WHAT THE TASK REQUIRES: Count the lines in the records below that contain the word "floor". Give only the number.

DATA TO PROCESS:

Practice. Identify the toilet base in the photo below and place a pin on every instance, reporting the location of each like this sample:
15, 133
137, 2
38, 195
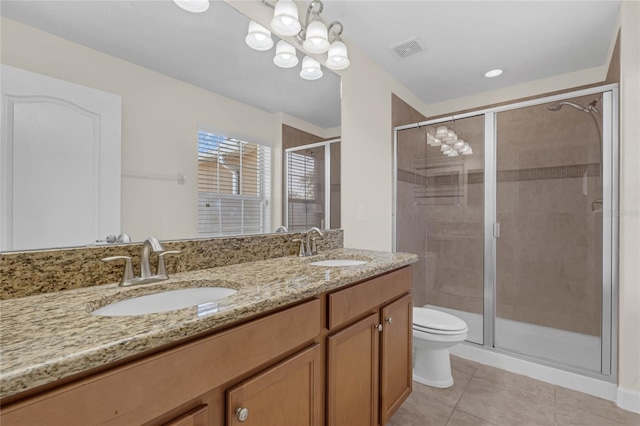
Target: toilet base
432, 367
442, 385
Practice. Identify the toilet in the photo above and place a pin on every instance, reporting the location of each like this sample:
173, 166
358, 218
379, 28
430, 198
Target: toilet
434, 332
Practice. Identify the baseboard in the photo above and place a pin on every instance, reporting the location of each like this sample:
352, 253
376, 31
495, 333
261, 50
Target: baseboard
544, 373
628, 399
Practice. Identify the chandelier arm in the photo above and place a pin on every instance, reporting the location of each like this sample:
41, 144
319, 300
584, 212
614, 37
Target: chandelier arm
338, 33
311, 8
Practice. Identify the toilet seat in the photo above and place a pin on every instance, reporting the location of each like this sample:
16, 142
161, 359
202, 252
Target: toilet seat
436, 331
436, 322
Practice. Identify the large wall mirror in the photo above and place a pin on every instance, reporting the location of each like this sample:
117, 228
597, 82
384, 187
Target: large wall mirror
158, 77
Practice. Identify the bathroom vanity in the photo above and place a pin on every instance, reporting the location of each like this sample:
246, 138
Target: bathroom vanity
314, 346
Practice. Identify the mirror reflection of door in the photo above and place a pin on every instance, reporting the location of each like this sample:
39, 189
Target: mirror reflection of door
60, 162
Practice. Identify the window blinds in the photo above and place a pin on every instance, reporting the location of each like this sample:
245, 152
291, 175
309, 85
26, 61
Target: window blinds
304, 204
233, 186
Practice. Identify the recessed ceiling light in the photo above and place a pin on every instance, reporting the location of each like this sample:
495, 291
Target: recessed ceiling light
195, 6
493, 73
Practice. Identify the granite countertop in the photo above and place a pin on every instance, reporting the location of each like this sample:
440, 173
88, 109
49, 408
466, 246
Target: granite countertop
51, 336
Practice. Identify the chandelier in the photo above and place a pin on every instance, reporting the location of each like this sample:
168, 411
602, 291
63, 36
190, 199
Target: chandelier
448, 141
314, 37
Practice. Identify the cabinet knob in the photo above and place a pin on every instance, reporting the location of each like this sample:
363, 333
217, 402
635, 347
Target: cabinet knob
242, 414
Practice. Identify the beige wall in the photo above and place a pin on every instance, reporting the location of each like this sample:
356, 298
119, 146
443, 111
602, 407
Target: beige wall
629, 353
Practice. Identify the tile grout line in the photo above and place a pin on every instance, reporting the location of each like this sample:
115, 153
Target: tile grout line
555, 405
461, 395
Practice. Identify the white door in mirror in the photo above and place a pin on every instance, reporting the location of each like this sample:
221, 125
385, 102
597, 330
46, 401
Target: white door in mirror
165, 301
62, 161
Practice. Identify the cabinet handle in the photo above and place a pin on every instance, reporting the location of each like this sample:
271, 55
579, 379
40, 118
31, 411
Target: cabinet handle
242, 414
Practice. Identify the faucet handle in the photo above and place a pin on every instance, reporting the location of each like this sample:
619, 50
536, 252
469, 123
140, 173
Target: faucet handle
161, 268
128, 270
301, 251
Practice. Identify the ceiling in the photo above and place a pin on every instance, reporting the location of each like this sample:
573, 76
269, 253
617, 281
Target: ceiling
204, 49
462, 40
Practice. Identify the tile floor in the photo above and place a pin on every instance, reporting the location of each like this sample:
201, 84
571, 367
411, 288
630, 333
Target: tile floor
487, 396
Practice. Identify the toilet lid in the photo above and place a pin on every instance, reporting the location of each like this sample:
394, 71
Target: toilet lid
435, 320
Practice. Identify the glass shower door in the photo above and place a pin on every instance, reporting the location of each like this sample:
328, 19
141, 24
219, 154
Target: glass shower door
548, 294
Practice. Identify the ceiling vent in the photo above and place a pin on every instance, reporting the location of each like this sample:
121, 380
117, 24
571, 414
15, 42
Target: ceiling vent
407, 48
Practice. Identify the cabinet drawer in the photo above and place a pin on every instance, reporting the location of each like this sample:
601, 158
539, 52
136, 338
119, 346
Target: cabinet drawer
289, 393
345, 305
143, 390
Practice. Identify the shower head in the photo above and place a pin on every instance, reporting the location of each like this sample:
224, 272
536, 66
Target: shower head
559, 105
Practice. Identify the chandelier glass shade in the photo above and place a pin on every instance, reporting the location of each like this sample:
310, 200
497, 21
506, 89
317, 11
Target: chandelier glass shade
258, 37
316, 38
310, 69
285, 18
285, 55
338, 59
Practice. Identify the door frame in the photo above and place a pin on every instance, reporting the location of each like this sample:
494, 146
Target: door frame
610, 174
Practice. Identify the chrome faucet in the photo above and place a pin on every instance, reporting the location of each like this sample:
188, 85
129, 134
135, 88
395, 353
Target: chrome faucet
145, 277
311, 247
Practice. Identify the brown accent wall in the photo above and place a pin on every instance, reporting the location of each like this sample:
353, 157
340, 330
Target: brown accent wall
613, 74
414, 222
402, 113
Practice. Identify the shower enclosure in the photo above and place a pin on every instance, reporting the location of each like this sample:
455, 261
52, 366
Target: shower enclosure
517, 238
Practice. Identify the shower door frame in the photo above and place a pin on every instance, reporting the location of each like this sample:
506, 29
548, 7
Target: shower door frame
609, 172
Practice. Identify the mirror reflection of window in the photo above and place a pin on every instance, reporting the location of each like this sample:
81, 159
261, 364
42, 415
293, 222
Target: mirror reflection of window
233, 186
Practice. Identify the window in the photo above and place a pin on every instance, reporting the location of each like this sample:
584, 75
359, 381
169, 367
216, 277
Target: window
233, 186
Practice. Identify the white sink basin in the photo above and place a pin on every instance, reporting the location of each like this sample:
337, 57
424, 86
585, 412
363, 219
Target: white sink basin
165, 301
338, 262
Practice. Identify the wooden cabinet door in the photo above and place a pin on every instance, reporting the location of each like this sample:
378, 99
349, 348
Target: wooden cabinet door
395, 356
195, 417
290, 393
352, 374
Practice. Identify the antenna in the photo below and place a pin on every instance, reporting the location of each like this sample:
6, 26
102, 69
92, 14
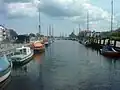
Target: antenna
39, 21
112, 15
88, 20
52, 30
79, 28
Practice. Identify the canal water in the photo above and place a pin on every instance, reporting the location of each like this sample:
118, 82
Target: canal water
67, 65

--

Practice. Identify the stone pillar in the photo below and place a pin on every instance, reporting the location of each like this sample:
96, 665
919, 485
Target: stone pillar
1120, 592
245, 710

TASK ANSWER: 2